▶ [WRITTEN EXERCISE]: Report every line of the material below that contains the word "cloud".

▶ [DATASET ENTRIES]:
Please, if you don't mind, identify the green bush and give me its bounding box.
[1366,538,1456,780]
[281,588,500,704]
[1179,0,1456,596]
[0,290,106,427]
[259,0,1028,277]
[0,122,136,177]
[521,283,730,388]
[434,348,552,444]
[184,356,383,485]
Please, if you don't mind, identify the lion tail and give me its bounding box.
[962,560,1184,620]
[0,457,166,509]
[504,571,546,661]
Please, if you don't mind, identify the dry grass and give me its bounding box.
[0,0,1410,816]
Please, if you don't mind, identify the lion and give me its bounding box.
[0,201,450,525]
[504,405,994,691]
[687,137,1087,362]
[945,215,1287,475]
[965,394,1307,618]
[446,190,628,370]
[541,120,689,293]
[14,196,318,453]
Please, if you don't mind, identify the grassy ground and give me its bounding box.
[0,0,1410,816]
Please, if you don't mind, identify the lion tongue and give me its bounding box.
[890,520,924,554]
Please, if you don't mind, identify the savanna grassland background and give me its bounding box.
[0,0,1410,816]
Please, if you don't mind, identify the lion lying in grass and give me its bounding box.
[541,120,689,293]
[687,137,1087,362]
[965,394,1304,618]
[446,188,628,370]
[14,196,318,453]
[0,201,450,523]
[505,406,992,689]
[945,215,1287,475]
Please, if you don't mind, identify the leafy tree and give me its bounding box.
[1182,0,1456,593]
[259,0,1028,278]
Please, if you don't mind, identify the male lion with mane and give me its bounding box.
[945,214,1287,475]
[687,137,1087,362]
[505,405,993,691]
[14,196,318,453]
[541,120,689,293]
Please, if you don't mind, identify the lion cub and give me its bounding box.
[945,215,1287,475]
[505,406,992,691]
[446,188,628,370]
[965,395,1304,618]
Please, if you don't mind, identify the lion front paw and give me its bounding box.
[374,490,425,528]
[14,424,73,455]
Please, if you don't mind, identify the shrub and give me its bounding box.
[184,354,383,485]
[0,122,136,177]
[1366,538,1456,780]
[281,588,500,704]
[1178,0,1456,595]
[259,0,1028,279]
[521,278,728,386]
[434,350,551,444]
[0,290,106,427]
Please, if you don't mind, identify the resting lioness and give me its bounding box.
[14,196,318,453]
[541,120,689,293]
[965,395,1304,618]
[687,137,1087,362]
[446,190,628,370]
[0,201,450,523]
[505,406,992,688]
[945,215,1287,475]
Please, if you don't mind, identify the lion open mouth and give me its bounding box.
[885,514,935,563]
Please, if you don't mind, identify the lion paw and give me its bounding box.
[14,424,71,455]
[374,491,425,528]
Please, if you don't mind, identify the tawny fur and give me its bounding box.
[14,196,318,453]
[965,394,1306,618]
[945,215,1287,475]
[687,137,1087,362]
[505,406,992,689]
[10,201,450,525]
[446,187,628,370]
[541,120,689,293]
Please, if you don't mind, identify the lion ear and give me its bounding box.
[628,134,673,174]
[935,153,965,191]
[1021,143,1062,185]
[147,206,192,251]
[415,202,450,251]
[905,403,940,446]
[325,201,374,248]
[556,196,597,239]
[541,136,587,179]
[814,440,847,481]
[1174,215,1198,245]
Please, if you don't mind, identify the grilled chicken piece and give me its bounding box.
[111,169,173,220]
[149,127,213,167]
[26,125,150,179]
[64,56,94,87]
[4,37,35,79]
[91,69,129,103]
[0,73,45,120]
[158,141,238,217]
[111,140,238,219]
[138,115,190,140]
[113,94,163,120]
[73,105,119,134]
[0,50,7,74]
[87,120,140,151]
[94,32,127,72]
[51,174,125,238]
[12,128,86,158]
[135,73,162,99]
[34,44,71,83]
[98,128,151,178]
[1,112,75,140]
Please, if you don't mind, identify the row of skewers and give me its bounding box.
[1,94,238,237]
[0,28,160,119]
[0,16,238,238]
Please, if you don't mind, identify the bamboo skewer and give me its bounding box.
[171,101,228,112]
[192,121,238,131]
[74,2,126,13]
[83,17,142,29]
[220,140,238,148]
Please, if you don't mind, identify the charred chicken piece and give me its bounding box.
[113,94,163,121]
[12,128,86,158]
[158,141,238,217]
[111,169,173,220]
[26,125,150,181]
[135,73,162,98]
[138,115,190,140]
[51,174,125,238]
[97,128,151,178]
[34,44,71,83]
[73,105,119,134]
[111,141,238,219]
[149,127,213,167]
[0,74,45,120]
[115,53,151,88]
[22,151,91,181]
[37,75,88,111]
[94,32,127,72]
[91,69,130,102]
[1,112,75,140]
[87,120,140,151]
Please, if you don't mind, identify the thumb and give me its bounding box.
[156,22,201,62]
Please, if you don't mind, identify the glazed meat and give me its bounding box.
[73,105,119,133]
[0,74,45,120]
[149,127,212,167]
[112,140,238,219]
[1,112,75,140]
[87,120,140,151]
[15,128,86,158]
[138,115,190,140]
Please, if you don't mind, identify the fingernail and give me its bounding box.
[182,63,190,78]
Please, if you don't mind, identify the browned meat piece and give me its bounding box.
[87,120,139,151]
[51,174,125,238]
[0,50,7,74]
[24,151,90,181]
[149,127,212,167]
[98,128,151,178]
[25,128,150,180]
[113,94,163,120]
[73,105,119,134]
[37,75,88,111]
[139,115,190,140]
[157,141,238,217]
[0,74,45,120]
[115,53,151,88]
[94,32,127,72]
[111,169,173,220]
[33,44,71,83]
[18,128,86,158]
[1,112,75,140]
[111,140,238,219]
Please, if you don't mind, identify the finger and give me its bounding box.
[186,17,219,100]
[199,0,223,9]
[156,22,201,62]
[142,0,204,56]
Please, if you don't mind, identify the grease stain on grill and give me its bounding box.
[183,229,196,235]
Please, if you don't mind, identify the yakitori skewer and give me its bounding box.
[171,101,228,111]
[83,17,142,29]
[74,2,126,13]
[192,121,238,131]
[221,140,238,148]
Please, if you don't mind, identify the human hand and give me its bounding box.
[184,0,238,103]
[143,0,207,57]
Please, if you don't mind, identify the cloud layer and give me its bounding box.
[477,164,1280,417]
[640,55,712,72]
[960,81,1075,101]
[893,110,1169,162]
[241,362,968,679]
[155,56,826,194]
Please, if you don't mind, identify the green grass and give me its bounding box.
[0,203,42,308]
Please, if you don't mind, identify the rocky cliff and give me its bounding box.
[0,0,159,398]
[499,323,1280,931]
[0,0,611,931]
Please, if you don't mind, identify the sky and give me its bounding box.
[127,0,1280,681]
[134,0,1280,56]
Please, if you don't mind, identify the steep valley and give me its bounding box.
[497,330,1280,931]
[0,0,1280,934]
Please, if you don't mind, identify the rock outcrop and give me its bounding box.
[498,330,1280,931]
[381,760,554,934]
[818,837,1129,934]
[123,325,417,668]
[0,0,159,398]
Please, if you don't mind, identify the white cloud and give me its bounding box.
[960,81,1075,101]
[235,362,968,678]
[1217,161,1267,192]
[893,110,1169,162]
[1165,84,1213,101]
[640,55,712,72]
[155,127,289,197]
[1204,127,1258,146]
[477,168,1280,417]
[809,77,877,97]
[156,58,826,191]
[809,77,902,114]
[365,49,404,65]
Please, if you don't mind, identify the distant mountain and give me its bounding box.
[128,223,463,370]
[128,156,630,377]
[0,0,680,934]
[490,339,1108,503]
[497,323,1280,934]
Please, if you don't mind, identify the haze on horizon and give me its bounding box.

▶ [RESULT FOR THIS TASK]:
Please, if you don't mind, identify the cloud layer and give me its bounding box.
Please, if you don't mind, identify the white cloud and give me its bounding box.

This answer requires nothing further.